# WHAT YOU WILL DO:
Render each of the entries below as a Markdown table with the columns "No." and "Line": number every line in order and leave out any blank lines.

# EXTRACTED INFORMATION:
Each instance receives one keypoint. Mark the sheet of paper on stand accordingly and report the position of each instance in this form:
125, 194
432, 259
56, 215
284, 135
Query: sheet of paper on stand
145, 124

# RESPONSE:
| No. | Line |
|---|---|
| 1 | Each instance receives one keypoint. Mark the sheet of paper on stand accordingly and report the position of each instance in this form: |
| 2 | 125, 194 |
| 3 | 432, 259 |
| 4 | 56, 215 |
| 5 | 284, 135 |
| 6 | Query: sheet of paper on stand |
| 7 | 145, 124 |